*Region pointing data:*

◇ ◇ ◇

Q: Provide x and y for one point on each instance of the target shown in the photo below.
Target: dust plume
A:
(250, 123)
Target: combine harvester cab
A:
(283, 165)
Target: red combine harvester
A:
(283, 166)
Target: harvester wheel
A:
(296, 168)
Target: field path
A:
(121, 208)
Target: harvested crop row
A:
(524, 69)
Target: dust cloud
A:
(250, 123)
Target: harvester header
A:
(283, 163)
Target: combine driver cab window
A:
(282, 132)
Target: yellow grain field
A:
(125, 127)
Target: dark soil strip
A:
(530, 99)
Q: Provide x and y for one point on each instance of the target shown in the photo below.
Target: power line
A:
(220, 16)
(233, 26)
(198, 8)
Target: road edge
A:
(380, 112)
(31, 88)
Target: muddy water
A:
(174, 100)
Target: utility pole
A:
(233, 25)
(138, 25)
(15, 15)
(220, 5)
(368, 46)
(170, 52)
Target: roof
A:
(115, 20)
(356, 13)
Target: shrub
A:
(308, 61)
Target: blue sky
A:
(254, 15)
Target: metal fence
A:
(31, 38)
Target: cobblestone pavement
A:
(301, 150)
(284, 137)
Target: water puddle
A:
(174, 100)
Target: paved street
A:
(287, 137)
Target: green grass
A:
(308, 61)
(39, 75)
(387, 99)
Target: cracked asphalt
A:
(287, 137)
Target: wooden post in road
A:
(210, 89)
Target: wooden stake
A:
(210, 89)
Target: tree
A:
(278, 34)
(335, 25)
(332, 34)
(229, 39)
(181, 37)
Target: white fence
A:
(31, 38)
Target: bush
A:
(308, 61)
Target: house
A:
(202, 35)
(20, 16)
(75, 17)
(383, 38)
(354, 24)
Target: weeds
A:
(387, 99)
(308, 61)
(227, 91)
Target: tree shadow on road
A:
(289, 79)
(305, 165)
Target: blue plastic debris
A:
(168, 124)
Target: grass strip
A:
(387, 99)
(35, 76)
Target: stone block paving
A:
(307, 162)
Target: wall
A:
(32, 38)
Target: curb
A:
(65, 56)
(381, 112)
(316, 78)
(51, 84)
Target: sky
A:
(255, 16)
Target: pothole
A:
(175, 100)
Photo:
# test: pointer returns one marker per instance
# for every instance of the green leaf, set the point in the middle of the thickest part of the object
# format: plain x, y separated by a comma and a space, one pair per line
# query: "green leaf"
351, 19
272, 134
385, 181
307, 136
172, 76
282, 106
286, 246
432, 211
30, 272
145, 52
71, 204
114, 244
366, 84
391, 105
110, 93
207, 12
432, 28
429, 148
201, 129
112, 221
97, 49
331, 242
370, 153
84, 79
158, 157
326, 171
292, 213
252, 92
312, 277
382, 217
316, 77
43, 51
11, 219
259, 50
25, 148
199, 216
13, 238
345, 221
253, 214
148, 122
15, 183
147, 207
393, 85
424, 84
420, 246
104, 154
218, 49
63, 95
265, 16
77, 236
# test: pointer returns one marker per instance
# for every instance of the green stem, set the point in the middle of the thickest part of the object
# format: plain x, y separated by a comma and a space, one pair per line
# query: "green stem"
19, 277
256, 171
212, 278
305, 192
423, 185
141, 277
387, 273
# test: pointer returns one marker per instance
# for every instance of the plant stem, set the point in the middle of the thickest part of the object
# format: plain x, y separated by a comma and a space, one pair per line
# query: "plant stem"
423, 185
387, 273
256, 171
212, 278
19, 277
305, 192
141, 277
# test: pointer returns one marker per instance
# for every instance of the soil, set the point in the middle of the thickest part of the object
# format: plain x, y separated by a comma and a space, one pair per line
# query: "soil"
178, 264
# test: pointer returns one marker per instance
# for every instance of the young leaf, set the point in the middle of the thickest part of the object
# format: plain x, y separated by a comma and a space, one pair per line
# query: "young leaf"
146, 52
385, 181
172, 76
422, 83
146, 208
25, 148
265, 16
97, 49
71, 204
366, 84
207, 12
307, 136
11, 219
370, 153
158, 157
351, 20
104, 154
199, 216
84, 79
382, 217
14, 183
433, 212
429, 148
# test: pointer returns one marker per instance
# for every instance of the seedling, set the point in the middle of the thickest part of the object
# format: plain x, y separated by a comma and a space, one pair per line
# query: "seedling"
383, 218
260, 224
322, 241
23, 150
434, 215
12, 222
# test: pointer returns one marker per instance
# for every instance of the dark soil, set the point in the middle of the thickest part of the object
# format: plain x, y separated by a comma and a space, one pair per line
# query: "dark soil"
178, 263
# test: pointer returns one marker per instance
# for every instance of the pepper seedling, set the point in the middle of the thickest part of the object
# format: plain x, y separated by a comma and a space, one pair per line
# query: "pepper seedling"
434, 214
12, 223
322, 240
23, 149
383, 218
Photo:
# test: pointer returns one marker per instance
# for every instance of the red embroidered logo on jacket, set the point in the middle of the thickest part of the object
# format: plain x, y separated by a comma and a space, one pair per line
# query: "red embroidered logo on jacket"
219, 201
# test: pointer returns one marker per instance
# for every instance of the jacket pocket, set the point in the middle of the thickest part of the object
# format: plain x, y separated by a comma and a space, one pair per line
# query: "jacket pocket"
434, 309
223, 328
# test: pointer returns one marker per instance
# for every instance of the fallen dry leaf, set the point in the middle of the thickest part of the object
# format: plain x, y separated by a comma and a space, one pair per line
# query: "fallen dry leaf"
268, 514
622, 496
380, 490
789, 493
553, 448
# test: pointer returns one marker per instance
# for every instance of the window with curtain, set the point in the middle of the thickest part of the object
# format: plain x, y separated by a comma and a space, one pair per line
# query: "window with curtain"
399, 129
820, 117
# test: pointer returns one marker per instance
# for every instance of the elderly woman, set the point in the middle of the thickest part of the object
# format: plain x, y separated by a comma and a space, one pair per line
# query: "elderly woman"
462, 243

◇ ◇ ◇

*The problem:* Using the entries above, give again exactly the lines from the line holding "Target: harvested crop row" through the line holding "Target: curb". Include both end lines and nothing else.

*Solved exercise:*
Target: harvested crop row
A:
(524, 69)
Target: dust cloud
A:
(250, 123)
Target: harvester header
A:
(283, 163)
Target: combine driver cab window
A:
(282, 132)
Target: yellow grain field
A:
(125, 127)
Target: dark soil strip
A:
(530, 99)
Q: Provide x and y for one point on each instance of the target shown in the photo below.
Target: power line
A:
(220, 16)
(233, 26)
(198, 8)
Target: road edge
A:
(380, 112)
(31, 88)
Target: muddy water
A:
(174, 100)
Target: utility pole
A:
(233, 25)
(138, 25)
(15, 15)
(220, 5)
(368, 46)
(170, 52)
Target: roof
A:
(115, 20)
(356, 13)
Target: shrub
A:
(308, 61)
Target: blue sky
A:
(254, 15)
Target: metal fence
A:
(31, 38)
Target: cobblestone pavement
A:
(301, 150)
(284, 137)
Target: water puddle
A:
(174, 100)
Target: paved street
A:
(287, 137)
Target: green grass
A:
(308, 61)
(39, 75)
(387, 99)
Target: cracked asphalt
A:
(287, 137)
Target: wooden post in road
A:
(210, 89)
Target: wooden stake
A:
(210, 89)
Target: tree
A:
(278, 34)
(335, 25)
(332, 34)
(229, 39)
(181, 37)
Target: white fence
A:
(31, 38)
Target: bush
A:
(308, 61)
Target: house
A:
(202, 35)
(20, 16)
(75, 17)
(383, 38)
(354, 24)
Target: weeds
A:
(387, 99)
(308, 61)
(227, 91)
Target: tree shadow on road
A:
(289, 79)
(305, 165)
Target: blue plastic debris
A:
(168, 124)
Target: grass strip
A:
(387, 99)
(35, 76)
Target: stone block paving
A:
(307, 162)
Target: wall
A:
(32, 38)
Target: curb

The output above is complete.